# [JOB]
Copy the records below word for word, beginning at the line that contains "of the dirt" and continuing through the last line of the records.

-- Start RECORDS TO USE --

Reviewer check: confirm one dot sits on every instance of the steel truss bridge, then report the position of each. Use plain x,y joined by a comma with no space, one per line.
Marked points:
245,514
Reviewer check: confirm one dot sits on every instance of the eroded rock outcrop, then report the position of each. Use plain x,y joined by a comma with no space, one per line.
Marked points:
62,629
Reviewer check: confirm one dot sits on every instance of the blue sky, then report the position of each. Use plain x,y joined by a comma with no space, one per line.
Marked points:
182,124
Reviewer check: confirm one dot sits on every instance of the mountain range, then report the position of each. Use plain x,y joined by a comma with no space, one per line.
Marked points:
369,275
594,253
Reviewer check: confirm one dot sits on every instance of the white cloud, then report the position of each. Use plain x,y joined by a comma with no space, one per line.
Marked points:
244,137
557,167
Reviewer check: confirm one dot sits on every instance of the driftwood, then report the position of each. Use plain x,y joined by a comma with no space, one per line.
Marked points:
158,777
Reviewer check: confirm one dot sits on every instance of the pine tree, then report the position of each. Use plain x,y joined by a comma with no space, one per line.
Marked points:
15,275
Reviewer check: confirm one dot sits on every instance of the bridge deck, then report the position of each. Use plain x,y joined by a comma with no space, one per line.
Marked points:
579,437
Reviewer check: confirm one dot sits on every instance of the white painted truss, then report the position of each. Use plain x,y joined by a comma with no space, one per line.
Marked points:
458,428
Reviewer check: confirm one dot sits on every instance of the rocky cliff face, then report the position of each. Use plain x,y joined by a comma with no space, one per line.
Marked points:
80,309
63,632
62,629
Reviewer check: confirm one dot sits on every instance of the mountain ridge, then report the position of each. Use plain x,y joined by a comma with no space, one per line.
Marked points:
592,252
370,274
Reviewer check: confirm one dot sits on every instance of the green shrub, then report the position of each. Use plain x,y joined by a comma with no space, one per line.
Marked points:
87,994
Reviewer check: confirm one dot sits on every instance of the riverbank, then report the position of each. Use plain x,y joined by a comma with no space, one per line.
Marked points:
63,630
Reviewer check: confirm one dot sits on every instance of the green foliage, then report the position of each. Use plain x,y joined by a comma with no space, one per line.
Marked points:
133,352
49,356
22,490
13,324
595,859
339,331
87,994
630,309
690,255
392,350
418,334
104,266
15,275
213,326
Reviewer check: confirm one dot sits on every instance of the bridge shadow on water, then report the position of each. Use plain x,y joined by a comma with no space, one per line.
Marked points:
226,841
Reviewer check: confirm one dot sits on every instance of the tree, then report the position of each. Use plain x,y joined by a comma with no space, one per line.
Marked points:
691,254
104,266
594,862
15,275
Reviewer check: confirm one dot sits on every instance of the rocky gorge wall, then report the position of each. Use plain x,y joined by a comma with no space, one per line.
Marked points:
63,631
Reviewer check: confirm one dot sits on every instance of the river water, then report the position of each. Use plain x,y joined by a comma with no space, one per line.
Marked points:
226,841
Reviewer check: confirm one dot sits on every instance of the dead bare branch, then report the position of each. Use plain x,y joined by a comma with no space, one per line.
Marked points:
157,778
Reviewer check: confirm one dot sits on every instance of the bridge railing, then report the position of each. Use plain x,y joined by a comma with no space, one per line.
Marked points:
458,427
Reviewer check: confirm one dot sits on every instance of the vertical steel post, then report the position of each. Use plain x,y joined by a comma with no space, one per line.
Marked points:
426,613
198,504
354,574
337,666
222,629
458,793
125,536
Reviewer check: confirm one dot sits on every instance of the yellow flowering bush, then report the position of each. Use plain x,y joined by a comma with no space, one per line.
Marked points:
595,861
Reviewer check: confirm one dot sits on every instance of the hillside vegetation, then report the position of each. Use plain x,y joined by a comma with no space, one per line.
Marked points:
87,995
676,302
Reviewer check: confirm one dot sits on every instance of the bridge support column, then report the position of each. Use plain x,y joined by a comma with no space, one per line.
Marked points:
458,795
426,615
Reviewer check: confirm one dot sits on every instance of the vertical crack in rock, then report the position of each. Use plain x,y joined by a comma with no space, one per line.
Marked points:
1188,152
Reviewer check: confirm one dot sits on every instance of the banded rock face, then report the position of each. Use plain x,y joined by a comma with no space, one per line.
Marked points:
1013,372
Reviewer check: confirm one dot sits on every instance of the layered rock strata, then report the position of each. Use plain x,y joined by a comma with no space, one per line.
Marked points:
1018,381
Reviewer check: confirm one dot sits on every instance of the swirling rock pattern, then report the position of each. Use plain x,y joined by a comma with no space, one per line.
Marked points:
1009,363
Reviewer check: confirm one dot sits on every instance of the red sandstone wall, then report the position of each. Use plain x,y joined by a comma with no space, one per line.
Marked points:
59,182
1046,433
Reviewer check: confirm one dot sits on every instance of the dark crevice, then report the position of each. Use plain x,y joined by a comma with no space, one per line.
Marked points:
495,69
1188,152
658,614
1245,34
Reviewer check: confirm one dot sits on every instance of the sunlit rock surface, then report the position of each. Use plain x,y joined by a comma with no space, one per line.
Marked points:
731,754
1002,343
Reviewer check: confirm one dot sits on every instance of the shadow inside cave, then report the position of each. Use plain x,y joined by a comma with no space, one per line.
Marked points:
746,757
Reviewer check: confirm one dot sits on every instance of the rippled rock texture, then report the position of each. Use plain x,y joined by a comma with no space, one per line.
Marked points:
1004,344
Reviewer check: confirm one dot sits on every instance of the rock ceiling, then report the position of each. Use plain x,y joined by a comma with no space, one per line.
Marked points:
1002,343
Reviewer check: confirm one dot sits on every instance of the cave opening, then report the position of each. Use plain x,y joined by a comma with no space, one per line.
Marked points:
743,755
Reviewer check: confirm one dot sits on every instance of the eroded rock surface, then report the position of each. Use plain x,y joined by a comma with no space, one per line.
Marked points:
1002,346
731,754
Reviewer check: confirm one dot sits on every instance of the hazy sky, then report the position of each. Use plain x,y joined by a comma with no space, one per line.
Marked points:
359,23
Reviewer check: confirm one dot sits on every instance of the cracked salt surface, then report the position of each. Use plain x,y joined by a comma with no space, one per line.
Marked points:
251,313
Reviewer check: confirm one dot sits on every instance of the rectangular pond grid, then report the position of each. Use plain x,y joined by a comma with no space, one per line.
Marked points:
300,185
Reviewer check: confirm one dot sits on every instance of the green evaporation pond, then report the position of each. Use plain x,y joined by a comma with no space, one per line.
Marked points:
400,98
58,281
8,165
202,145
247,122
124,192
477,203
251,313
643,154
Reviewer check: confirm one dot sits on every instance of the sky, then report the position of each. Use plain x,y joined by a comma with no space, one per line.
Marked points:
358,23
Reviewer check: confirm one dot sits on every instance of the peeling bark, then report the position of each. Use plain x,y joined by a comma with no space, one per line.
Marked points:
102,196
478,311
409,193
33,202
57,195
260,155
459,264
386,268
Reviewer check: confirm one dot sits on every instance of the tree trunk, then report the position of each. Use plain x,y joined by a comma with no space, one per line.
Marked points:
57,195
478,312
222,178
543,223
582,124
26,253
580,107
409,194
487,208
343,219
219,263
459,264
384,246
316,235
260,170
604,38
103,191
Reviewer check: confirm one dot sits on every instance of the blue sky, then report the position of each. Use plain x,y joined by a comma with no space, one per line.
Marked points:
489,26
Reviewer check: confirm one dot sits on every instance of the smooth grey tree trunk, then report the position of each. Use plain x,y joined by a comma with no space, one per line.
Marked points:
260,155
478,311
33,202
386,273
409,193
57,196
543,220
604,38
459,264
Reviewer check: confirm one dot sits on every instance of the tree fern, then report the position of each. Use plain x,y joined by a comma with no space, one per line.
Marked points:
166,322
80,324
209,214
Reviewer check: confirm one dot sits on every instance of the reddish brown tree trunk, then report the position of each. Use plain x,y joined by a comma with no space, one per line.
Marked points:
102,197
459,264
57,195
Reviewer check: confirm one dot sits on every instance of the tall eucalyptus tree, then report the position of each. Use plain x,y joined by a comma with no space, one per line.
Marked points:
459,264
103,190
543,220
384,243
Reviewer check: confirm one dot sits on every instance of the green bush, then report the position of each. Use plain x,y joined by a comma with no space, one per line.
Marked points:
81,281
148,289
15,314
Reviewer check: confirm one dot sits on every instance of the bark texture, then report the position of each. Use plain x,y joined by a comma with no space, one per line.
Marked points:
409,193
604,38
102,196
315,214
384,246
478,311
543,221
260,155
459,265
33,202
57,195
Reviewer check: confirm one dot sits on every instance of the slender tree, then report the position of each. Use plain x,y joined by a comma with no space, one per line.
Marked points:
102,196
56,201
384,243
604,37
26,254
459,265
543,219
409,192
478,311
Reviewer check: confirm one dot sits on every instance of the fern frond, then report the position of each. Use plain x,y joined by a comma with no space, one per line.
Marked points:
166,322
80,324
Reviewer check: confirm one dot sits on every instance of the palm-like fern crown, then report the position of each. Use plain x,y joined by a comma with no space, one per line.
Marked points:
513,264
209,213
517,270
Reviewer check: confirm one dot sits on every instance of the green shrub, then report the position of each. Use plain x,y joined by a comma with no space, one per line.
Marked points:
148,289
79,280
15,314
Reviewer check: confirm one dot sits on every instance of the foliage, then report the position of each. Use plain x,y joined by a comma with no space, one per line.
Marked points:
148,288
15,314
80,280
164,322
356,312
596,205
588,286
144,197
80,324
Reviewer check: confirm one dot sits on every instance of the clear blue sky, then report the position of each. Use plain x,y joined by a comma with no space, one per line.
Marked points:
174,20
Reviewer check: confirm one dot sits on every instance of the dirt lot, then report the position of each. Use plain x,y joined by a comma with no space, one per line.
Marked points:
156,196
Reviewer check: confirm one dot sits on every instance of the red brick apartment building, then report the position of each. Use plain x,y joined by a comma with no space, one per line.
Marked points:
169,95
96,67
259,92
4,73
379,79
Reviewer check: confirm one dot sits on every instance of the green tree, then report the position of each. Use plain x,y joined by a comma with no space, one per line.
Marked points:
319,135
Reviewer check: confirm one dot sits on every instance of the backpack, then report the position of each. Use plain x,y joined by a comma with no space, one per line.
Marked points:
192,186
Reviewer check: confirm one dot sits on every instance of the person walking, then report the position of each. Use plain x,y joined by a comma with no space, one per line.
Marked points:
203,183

-- End RECORDS TO USE --

# [WRITTEN RESPONSE]
Reviewer check: confirm one dot sits on every instance of the dirt lot, then report the position of each. Use plain x,y joined by a comma with no space, one per line.
Marked points:
156,196
Reviewer check: confirm one dot sits on every instance of the red brick apartment building, then report the position of each. Use plain x,y joined by a comma with no space, one per line.
Marked points:
169,95
96,67
259,92
4,73
379,79
Reviewer check: confirm one dot sits on every instance of the green tree, then report the position of each. Use plain x,y joined by a comma with no space, one per line.
Marked points:
319,135
Reviewer check: confirm one dot sits on every instance of the backpack, then report the position of each. Use plain x,y joined by a comma with no space, one per line.
Marked points:
192,186
Reviewer check: confirm one dot sits on every instance of the person walking, then report the position of each. Use plain x,y joined by a comma with no space, one per line.
Marked points:
203,183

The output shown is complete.